--- Your assignment ---
From the listing, collect all lines containing the word "below".
==*==
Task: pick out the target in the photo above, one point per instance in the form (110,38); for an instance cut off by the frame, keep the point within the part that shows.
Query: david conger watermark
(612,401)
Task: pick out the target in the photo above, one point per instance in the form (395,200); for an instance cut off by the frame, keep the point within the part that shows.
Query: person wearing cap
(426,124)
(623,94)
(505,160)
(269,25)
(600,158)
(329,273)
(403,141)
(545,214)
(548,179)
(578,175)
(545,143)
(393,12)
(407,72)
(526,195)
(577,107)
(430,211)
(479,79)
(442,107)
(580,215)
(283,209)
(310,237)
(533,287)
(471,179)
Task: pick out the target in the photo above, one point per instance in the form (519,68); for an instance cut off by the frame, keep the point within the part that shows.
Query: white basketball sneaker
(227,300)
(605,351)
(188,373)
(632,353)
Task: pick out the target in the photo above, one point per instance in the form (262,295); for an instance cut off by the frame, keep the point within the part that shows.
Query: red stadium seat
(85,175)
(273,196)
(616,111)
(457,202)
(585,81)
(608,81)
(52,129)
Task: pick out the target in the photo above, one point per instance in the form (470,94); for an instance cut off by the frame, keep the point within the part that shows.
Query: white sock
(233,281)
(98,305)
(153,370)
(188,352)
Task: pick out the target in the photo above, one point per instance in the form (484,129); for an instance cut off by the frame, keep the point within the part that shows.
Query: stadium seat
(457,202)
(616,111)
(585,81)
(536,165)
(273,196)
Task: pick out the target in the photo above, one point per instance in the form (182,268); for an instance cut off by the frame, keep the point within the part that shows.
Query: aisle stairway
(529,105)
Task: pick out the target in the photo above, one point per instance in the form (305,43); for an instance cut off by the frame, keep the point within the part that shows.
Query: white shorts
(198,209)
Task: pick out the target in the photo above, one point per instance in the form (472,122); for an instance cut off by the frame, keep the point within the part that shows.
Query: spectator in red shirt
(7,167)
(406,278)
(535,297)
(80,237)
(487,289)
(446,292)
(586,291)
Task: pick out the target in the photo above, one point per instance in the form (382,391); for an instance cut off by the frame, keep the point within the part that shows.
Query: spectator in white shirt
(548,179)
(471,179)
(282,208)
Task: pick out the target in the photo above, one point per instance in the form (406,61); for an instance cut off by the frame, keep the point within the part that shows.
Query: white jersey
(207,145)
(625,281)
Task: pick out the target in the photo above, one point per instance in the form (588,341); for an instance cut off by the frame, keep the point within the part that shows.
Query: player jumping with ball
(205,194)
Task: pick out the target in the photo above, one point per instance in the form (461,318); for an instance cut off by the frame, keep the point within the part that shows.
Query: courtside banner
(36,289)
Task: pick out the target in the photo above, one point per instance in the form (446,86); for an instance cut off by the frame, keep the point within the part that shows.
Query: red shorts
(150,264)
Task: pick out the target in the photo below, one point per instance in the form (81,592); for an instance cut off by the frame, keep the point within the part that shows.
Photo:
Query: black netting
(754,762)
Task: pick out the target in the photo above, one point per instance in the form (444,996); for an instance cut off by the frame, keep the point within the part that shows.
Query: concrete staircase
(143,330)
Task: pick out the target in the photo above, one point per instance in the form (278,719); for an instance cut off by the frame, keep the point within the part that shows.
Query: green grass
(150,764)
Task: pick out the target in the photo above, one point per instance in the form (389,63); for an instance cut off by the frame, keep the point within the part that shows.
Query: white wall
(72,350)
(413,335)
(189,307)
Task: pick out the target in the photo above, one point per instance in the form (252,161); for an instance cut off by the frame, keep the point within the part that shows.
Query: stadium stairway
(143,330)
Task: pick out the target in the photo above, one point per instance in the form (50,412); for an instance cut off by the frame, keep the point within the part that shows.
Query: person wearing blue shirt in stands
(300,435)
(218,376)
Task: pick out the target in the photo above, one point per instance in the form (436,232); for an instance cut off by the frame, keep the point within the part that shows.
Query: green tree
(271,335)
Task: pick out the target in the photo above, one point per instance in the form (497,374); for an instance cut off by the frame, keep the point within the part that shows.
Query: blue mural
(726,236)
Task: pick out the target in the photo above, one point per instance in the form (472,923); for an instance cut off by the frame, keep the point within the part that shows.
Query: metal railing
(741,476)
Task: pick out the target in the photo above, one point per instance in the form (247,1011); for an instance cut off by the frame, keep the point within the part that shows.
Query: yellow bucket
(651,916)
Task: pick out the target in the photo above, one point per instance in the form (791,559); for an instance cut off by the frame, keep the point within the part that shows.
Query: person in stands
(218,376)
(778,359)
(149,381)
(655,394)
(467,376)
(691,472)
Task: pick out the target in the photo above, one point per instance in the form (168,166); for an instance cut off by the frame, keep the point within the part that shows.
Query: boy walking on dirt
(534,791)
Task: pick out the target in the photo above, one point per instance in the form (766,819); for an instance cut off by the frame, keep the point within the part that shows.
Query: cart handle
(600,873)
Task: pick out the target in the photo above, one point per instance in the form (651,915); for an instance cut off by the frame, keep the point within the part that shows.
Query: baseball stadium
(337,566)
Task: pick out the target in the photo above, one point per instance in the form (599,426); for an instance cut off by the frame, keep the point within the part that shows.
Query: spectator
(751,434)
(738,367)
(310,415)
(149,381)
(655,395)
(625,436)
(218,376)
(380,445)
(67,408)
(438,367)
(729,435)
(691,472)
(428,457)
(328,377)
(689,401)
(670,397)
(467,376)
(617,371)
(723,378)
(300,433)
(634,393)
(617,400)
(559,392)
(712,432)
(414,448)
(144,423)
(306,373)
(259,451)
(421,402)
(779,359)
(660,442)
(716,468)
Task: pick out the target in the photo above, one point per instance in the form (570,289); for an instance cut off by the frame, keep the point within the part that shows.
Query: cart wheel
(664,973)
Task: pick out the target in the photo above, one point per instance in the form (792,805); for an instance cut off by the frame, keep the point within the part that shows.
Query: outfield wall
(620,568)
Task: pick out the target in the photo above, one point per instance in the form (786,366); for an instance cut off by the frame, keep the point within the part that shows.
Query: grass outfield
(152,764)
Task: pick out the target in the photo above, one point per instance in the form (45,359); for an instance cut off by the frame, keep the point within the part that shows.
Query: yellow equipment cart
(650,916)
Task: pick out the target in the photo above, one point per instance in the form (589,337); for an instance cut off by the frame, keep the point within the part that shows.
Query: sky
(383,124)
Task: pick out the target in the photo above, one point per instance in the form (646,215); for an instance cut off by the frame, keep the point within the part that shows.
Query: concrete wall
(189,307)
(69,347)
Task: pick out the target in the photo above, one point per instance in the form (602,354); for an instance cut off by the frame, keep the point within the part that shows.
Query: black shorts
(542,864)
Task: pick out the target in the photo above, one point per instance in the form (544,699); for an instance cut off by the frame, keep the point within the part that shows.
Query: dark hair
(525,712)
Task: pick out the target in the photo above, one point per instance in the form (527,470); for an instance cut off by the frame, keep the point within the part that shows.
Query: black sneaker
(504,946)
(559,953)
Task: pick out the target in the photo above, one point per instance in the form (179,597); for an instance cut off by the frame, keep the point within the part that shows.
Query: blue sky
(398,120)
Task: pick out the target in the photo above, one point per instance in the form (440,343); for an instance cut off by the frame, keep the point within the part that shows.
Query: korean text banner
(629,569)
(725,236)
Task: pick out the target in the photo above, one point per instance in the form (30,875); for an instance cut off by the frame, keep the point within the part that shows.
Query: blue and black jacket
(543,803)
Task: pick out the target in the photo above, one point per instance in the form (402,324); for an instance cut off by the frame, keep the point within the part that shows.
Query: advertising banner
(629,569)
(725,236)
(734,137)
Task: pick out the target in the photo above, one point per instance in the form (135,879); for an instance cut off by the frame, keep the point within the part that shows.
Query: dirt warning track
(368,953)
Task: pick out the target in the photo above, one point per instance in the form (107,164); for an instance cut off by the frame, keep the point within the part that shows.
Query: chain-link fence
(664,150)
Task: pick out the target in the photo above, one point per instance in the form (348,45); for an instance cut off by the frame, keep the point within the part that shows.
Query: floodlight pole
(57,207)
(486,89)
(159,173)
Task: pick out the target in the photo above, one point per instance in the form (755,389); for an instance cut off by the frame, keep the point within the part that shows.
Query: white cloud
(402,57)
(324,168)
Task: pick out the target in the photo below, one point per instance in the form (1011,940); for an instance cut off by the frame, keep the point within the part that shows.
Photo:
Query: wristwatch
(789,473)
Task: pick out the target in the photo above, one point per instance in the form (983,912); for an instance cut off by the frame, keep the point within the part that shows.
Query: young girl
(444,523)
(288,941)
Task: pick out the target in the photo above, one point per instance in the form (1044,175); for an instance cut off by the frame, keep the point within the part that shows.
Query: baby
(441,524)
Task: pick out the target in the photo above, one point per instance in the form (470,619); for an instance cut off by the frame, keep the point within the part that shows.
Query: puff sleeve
==*==
--- Output of the task ---
Task: pick out the target in the photo below, one point per instance in the form (81,592); for an instance cut off by the frame, keep the point within the part that shows.
Task: pick out the target in the photo below, one point per instance in the form (1011,940); for an instance cut off by the frame, keep the point within the part that shows.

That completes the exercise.